→ Assignment
Quote the records that follow in full and exactly; leave out the pictures.

→ Input data
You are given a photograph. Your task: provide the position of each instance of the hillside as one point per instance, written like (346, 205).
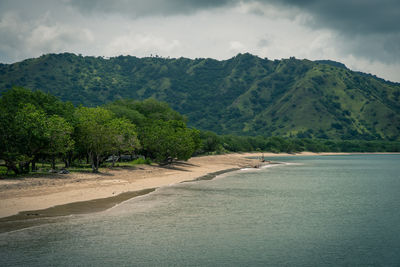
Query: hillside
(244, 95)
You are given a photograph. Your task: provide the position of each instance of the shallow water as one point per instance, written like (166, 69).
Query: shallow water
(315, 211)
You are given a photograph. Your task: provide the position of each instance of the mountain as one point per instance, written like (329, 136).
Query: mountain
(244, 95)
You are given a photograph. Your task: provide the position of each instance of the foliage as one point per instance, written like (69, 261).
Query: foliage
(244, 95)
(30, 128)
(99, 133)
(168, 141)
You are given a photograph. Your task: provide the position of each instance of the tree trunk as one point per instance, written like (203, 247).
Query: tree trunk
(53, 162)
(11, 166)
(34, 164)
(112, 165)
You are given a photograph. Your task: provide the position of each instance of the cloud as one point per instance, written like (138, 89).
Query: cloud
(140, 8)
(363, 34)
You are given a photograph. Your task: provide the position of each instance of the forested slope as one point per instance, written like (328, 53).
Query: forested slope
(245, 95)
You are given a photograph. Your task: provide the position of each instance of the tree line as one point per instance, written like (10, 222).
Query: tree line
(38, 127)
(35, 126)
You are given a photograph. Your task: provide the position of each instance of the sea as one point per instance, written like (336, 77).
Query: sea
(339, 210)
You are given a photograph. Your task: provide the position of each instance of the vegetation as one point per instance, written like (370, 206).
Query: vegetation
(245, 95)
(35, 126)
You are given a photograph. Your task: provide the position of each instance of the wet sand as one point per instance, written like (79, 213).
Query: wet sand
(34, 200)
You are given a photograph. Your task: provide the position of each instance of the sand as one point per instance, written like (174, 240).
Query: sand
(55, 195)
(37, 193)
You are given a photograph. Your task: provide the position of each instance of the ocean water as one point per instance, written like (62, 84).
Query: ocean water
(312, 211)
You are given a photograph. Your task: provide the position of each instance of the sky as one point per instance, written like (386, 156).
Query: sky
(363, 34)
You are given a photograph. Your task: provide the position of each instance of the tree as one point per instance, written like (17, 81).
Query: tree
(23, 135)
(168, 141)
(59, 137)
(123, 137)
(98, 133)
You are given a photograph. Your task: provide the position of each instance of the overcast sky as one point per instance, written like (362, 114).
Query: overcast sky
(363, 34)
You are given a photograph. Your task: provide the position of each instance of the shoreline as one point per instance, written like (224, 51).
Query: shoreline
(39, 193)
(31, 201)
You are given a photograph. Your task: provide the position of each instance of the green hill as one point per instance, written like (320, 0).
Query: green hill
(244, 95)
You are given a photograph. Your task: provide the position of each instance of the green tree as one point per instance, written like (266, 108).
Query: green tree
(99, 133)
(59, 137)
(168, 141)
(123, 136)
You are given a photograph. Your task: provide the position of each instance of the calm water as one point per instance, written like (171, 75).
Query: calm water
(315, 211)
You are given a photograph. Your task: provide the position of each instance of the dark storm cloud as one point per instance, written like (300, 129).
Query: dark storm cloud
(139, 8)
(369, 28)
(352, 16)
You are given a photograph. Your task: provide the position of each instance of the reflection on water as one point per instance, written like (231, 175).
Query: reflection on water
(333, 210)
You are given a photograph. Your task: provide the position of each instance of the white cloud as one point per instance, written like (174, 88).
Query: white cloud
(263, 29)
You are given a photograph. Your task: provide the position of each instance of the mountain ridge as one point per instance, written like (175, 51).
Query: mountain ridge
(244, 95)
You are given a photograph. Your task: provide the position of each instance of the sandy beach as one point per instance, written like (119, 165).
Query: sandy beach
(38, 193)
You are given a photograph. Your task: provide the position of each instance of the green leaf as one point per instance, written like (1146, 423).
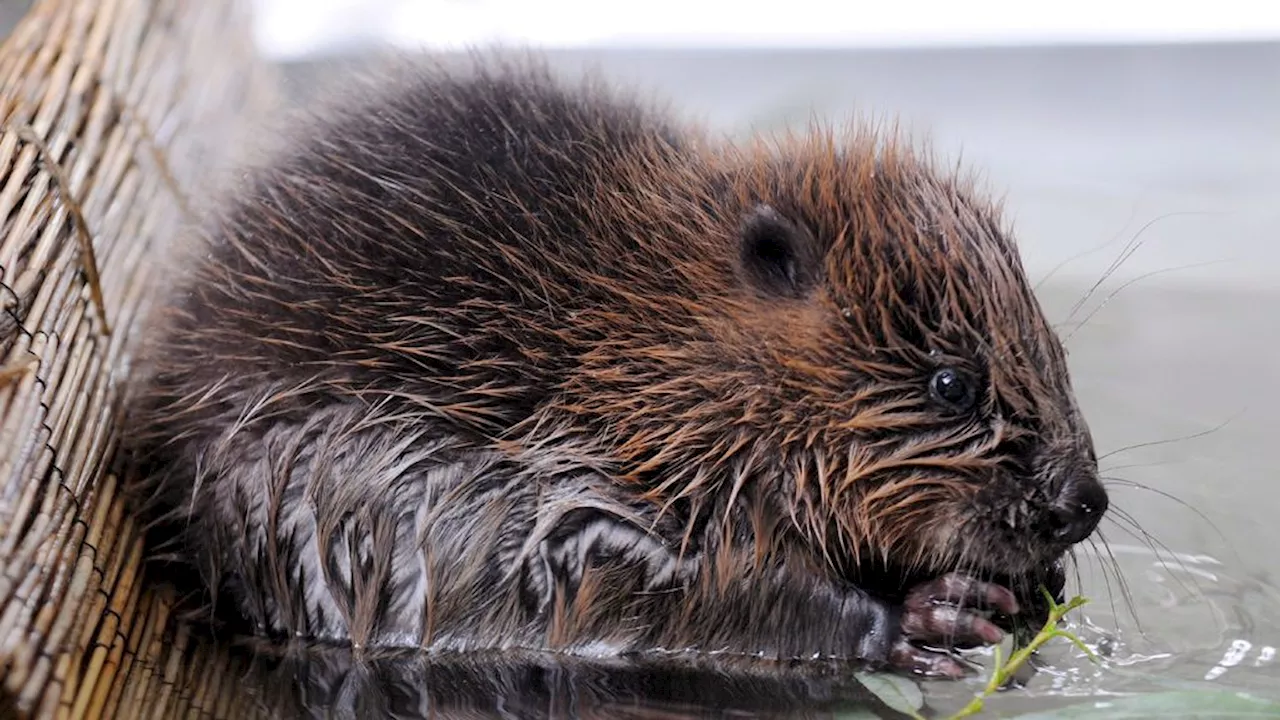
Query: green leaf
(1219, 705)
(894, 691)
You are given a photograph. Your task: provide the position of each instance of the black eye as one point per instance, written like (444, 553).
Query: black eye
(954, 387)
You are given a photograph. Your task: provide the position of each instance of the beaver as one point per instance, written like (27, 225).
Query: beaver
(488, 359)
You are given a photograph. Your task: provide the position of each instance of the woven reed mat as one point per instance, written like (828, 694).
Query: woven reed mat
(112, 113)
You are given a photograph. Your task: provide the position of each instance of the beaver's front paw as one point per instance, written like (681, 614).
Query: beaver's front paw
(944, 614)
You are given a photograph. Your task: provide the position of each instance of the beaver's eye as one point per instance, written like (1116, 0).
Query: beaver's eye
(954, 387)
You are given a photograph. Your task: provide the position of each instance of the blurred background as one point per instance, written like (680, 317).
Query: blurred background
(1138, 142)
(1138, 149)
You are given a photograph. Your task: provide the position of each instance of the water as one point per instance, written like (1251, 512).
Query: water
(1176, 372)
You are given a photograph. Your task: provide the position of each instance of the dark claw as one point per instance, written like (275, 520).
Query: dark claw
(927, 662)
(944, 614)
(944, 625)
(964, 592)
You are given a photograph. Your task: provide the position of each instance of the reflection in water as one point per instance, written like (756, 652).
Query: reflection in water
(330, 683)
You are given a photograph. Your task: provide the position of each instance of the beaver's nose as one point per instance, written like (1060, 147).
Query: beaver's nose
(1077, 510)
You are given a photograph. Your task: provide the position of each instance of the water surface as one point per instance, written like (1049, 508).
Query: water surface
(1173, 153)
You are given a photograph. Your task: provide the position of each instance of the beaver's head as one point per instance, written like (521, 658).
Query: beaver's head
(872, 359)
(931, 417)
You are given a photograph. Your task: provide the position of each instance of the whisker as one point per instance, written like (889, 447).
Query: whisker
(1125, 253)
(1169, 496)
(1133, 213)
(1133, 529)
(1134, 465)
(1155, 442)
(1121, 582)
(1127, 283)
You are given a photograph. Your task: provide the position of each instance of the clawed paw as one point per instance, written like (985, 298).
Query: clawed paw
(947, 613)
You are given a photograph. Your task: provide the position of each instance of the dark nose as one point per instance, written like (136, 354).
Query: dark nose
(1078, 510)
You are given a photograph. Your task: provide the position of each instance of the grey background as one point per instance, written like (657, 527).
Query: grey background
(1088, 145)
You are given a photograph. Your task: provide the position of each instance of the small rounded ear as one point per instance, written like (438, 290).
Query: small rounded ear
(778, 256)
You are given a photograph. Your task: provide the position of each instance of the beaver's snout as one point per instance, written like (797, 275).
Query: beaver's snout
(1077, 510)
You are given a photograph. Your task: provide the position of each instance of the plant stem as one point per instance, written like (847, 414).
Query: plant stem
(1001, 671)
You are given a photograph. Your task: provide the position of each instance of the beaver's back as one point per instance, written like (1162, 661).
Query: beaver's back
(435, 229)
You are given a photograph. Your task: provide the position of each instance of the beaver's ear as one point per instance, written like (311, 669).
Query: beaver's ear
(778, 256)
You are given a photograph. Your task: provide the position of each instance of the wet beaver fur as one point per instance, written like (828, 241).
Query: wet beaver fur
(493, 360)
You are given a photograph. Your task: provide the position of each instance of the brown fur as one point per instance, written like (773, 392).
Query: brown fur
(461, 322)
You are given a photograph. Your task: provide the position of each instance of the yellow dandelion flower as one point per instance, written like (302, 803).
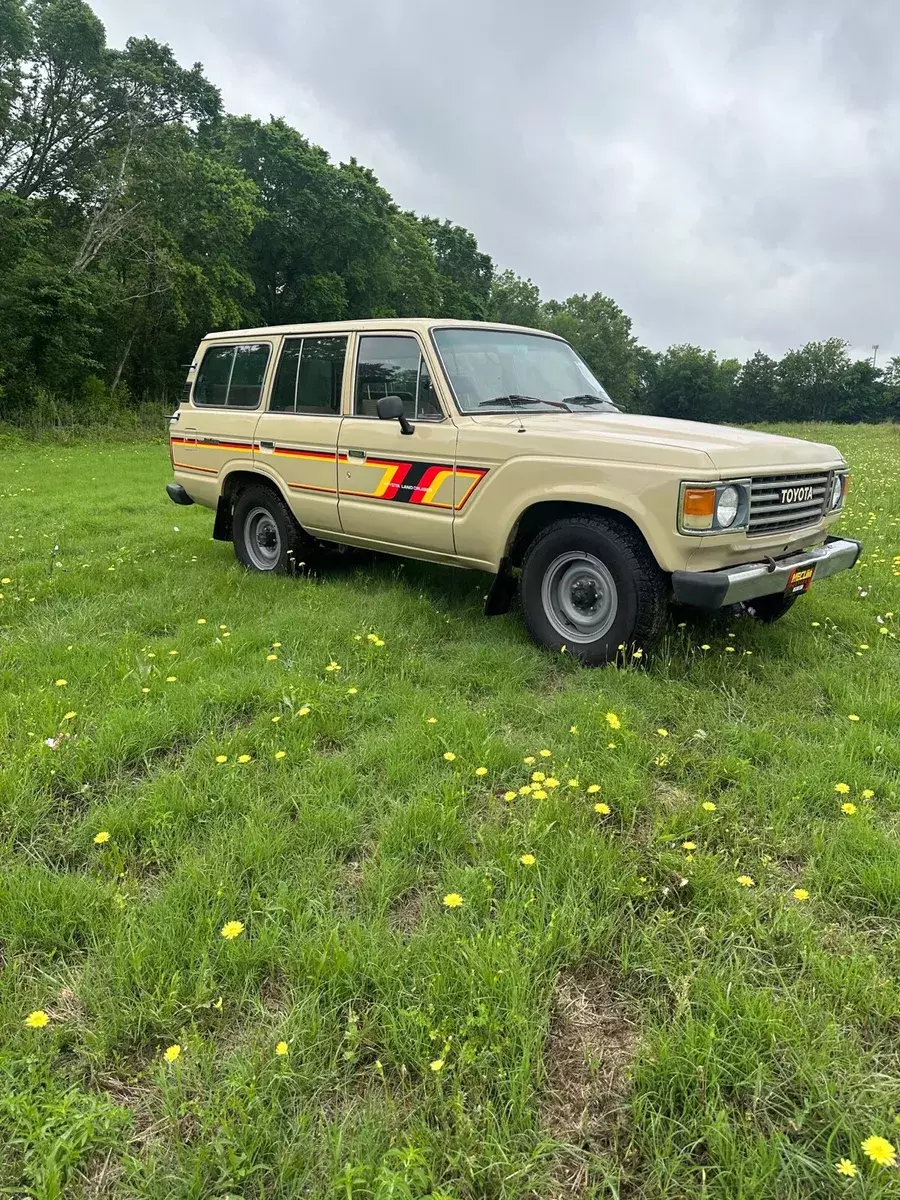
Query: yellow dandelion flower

→ Result for this task
You are given a photograph. Your task: provide the position of each instance of the hillside as one point per instance, written like (346, 205).
Query: hillside
(244, 95)
You are given a photograph. Your task: provide the position of each instance of the shallow water as one point per instance, written like (166, 69).
Query: shallow water
(315, 211)
You are given a photograph. Your task: provide the position of each instance of the mountain as one point per instance, written like (329, 136).
Query: mountain
(244, 95)
You are given a photograph. Your task: provide the position of each instance of the foliage as one point per instance, written like (69, 261).
Query: foliage
(244, 95)
(30, 128)
(99, 133)
(168, 141)
You are given a photograph. Your task: provide the position of each instance of the tree trunk as one point per instance, written like (203, 247).
Query: tree trunk
(53, 162)
(11, 166)
(34, 164)
(112, 165)
You are given a photograph. Your task: provide the position of each instance of the cloud as one point per instance, written like (138, 89).
Query: cloud
(140, 8)
(363, 34)
You are given a photograph. Your task: provide the position of each instance of the forested slope as one point per instance, written like (328, 53).
Query: forested slope
(245, 95)
You are given a photograph. Your task: provide the position of each instance of the tree line as one point per instance, written like (10, 222).
Query: tree line
(38, 127)
(35, 126)
You are given a photograph. Your task: provide the position of each instance of the sea as one point per instance, written like (336, 77).
Query: sea
(339, 210)
You are given a photograph. Your task: provide the position of each instance of the vegetation as one point per instance, written like (370, 206).
Query: vegetation
(245, 95)
(35, 126)
You are given a photograph. Your task: provide the position of each instance of the wet sand as one point per instance, written like (79, 213).
Query: wet sand
(34, 200)
You are given a photograph. Your task: provide the position of each instance of the sand as one point per instance, written like (174, 240).
Query: sand
(55, 195)
(37, 193)
You are given a photograph. Your task: provide the position of each instance of the ocean water as one point per instance, written like (62, 84).
Query: ocean water
(312, 211)
You are given a photograph. Your task: provide the position of each instance of the sky as one point per instance, written like (386, 156).
Query: sky
(363, 34)
You are given a photograph. Your task: provide the position of each instance of the tree as one point per instance, written like (17, 81).
Query: tree
(23, 135)
(168, 141)
(59, 137)
(123, 137)
(98, 133)
You are given a photograph. Your task: provide the position of each instance of the overcast sky as one point per instance, written like (362, 114).
Query: overcast sky
(363, 34)
You are given a photograph. Your task: provide the position of each instance of the shoreline as one point per instance, written like (224, 51).
Query: shoreline
(39, 193)
(31, 201)
You are given a photograph. Your task: provide the position of each instance of the green hill as one point per instance, written like (320, 0).
Query: green hill
(244, 95)
You are given a photograph. Your task: provide the position of each instance of the green tree as one point per instance, written like (266, 108).
Query: green tree
(99, 133)
(59, 137)
(168, 141)
(123, 136)
You are given a photograph. Your task: provide the position of each instance of the calm water as one point per instance, written like (171, 75).
Query: calm water
(315, 211)
You are given a photograph. Your task: provide the position of each instance of the dark storm cloud as one point per instance, written like (300, 129).
Query: dark storm cloud
(139, 8)
(369, 28)
(352, 16)
You are given a photograph. Your task: provide the position of each instance of the reflection on water as one point per instance, written like (231, 175).
Query: reflection on water
(333, 210)
You are given a photograph. Your task: provide the position of each instance of the white cloud as one point per instance, written like (174, 88).
Query: white cloud
(263, 29)
You are given a photograph. Your task: provide the position of each instance of the mountain ridge as one point per instance, written like (175, 51).
Query: mountain ridge
(244, 95)
You are given a photograph. Your task: provide the position of each instance of the sandy beach as one point per instance, written like (119, 165).
Query: sandy beach
(38, 193)
You are given a photograph. Your task: provide the position of each instance of the green leaf as one point per instance, written like (1146, 423).
Query: green leaf
(1219, 705)
(894, 691)
You are given a photograph. Your task: provide the position of each instance of the black eye as one point per instance, written like (444, 553).
Query: black eye
(954, 387)
You are given a photograph. Your task: provide the position of each instance of the beaver as one point per instance, written like (27, 225).
Query: beaver
(488, 359)
You are given a photograph. Your task: provide the position of each instance of the woven reed mat as one point per instance, written like (828, 694).
Query: woven reed mat
(112, 113)
You are given a photograph. Your task: provide the position of each instance of the beaver's front paw as one point per instance, written like (681, 614).
Query: beaver's front paw
(944, 614)
You are given a photograph. Your task: provide the position of each instance of the beaver's eye as one point per instance, written like (1116, 0).
Query: beaver's eye
(954, 387)
You are given a photograph. Your task: provide the position of each instance of the blurred background as one point per instance, written like (680, 317).
Query: blurred background
(1138, 142)
(1138, 149)
You are given a photograph. Your task: provide the position of each instance of the water as one point per instance, written like (1251, 512).
Query: water
(1176, 372)
You are given a photograph. Your task: provide the position of each instance of the dark claw as one point per instance, written like (275, 520).
Query: dark claw
(927, 662)
(944, 614)
(944, 625)
(964, 592)
You are given a photograph. Your task: provide the position of each instance of the reflection in water as one point per instance, written like (756, 652).
Query: reflection in water
(330, 683)
You are given a photograph. Your task: provide the position of each instance of the beaver's nose as one point per instance, written like (1060, 147).
Query: beaver's nose
(1077, 510)
You are given a photograph. Your task: provide the position of each instance of the water surface as one point per instance, written like (1049, 508).
Query: water surface
(1173, 153)
You are given a photograph. Your task: provide the position of each instance of the beaver's head as one point per instance, written like (521, 658).
Query: beaver's head
(872, 359)
(931, 417)
You are given a photograph. Your task: provide the position of each instance of the whisker as one point per instance, written like (889, 447).
Query: whisker
(1125, 253)
(1169, 496)
(1133, 213)
(1133, 529)
(1134, 465)
(1155, 442)
(1121, 582)
(1127, 283)
You are given a photograph. Your task: provide the position of each instance of the clawed paw as one point per instance, written like (985, 298).
Query: clawed paw
(947, 613)
You are given a photograph. Your task: provide the position of each instance of the dark nose as one point per instance, written like (136, 354).
Query: dark nose
(1078, 510)
You are given a photograph. Your task: provide the position of each instance of the grey background as one point per instance, written like (657, 527).
Query: grey background
(1088, 145)
You are given a photograph. Your task: provide the position of each instance of the small rounded ear as one point per instance, written like (438, 290).
Query: small rounded ear
(778, 256)
You are given a photograph. Your task: provide the position of each instance of the beaver's snout as one point per instance, written like (797, 275).
Query: beaver's snout
(1077, 510)
You are given a photograph. Your task: provide the position of each instance of the plant stem as one point per instance, written like (847, 414).
Query: plant stem
(1001, 671)
You are given a photograph. Your task: provide the position of each instance of the beaver's back as one point per instance, written like (1162, 661).
Query: beaver's back
(435, 229)
You are given a photograph. Your task: provide the position of each instance of the beaver's ear as one point per instance, written like (311, 669).
Query: beaver's ear
(778, 256)
You are given a photograph. Your task: provide the position of each instance of the wet beaver fur as one point per instance, written like (828, 241).
Query: wet beaver fur
(493, 360)
You are given a photograph. Your task: provide the position of each instance of the brown fur as one point per instance, written like (773, 392).
Query: brown fur
(461, 322)
You are given a photograph. Your task: provide the position of each instance of the yellow dandelion flower as one point per instance, written like (302, 803).
Query: yellow dandelion flower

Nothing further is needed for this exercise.